**Using the information:**
1. In the report on the Alistair Wilson murder inquiry, how many officers are still working on the case?
2. List each figure the Alistair Wilson murder report gives about the DNA sampling exercise.

**Study text:**
Three years after the murder of Nairn banker Alistair Wilson, it has been reported the Police are planning to scale down the investigation, after no success.
Scotland on Sunday reports :
DETECTIVES hunting the killer of banker Alistair Wilson are planning to scale down the inquiry three years after the murder.
A dedicated team of officers have worked on the case at a cost of more than £1.5m but they are now to be told to investigate other crimes.
The search has taken officers to Germany and the Czech Republic in an effort to find clues from the distinctive 1920s German handgun and its Czech-made ammunition. However, they have so far failed to clear up the crime.
Detective Chief Inspector Peter MacPhee has admitted that all he now had was "hope" of finding the father-of-two's killer.
Alistair Wilson was shot dead on his doorstep in Crescent Road, Nairn, near Inverness, on November 28, 2004, after his wife Veronica Wilson answered the door to a stranger. The man asked for Alistair Wilson and when he came to the door he was shot several times.
MacPhee said: "Unless something significant comes up the inquiry team will move on to other things.
"However, the case will never close. We have a lot of the picture but there are still vital pieces missing and one can help lead us to a conclusion."
Northern Constabulary expect to conclude a massive DNA sampling exercise in the New Year.
MacPhee added: "Three years on, we are in the realms of hope rather than expectation of solving this crime. There are still seven officers working on the case from a peak of 60."
MacPhee has been in regular contact with Wilson's widow, who is not a suspect. She has refused to comment but MacPhee said: "Veronica shares our frustration that her husband's killer has not been caught and remains hopeful he will be brought to justice."
A DNA sample was taken from a cigarette end lying near the scene on Crescent Road. Police have recorded 1,300 names and more than 1,000 people have been tested.
Around 250 have still to provide samples and under 50 have refused. MacPhee said: "The group who have declined are not being treated as suspects but we will have to eliminate them. However, we do not know if the DNA sample belongs to the killer."
Crucial CCTV cameras were not working on the night of the killing and although the murder weapon was found 10 days later, extensive forensic tests have produced nothing.
The bullets used to kill the 30-year-old are of an unusual type and calibre and were rare in the UK even before the 1997 handgun ban in the wake of the Dunblane massacre.
The 6.35mm cartridges were made by Czech firm Sellier & Bellot and were fired from an unusual 1920s German Haenel-Suhl Schmeisser handgun found in a drain near the murder scene.

[Stored data]
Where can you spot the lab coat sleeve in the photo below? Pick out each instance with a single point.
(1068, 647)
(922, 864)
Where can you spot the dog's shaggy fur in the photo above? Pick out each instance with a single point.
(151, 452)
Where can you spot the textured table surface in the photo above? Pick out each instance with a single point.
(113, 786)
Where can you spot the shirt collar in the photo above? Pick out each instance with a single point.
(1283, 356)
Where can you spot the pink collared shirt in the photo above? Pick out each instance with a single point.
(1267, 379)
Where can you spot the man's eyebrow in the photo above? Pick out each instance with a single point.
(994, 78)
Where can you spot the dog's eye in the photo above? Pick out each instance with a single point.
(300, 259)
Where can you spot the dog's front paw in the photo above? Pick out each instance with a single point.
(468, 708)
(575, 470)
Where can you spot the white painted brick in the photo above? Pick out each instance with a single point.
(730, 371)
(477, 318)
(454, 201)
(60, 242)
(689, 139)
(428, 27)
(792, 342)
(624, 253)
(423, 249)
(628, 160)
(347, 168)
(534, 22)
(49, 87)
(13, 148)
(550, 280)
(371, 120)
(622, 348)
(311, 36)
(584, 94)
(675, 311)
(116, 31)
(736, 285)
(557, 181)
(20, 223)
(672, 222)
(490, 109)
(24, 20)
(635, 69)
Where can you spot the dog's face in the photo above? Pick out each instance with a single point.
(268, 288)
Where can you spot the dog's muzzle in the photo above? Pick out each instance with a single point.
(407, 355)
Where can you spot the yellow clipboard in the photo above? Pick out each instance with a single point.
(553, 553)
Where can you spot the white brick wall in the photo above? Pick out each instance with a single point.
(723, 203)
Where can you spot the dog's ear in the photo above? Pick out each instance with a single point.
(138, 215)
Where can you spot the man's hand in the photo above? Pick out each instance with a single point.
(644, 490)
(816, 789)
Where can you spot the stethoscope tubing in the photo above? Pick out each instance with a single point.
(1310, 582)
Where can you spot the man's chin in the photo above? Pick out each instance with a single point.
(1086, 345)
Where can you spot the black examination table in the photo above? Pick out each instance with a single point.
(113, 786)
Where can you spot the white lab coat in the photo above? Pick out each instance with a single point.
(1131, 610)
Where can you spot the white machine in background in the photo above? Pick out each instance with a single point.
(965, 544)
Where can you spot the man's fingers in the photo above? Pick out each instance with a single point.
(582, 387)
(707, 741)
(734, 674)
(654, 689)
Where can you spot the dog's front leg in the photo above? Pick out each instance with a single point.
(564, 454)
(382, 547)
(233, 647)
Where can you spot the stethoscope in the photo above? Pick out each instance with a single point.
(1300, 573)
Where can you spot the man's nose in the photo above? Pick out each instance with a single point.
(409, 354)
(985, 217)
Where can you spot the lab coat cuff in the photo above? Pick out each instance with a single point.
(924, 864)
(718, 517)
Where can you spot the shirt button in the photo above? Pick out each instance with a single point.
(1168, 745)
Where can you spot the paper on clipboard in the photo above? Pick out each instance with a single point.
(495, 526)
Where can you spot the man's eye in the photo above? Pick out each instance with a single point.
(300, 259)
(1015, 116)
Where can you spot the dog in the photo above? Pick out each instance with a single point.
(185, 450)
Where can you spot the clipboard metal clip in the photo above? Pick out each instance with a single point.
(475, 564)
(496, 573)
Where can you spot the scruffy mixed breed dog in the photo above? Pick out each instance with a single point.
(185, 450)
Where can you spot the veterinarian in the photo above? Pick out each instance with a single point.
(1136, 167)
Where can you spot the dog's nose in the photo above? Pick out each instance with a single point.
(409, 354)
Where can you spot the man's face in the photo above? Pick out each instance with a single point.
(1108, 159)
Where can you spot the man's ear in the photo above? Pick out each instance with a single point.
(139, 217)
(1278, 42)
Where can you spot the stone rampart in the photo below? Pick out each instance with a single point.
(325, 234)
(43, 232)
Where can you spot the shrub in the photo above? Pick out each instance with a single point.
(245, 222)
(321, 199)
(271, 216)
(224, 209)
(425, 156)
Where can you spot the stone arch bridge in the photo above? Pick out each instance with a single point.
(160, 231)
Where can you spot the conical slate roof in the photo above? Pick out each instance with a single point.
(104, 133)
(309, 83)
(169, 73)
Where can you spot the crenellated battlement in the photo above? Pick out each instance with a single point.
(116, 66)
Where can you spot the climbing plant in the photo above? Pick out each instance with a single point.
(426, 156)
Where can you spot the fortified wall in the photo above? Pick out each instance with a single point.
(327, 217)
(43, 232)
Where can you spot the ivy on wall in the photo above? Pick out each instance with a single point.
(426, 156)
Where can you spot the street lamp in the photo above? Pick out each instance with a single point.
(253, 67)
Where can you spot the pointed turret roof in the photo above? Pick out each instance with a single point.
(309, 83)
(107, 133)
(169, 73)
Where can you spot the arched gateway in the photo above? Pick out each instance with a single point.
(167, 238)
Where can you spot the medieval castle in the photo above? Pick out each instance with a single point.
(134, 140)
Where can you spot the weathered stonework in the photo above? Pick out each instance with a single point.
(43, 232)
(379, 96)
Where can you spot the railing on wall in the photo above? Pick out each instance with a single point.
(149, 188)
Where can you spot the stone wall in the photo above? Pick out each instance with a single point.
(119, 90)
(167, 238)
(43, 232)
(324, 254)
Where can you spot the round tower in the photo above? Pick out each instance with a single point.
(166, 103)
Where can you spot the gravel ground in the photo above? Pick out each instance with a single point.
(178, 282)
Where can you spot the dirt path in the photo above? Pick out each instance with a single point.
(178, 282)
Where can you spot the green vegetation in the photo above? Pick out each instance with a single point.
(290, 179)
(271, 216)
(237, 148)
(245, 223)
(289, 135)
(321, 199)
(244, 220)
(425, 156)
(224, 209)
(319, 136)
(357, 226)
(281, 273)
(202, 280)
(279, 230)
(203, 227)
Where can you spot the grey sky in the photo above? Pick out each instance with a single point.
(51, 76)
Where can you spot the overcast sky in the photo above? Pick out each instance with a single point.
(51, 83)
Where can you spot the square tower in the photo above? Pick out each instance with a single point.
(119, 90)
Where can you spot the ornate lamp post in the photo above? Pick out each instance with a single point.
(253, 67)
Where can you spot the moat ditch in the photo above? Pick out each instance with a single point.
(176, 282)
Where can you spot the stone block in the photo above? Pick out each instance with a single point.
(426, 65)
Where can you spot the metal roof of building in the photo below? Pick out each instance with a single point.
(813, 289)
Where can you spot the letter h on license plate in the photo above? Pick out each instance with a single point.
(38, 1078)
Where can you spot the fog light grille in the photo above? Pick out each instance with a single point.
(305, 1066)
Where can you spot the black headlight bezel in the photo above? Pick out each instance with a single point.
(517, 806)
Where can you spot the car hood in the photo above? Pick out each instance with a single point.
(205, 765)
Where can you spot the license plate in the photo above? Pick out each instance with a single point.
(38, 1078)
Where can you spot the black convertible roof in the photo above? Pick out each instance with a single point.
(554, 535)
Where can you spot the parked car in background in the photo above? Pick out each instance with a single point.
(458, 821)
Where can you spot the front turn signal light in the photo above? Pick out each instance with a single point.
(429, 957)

**Answers to the problems:**
1. Seven officers, down from a peak of 60.

2.
- 1,300 names recorded by police
- More than 1,000 people tested
- Around 250 still to provide samples
- Under 50 who have refused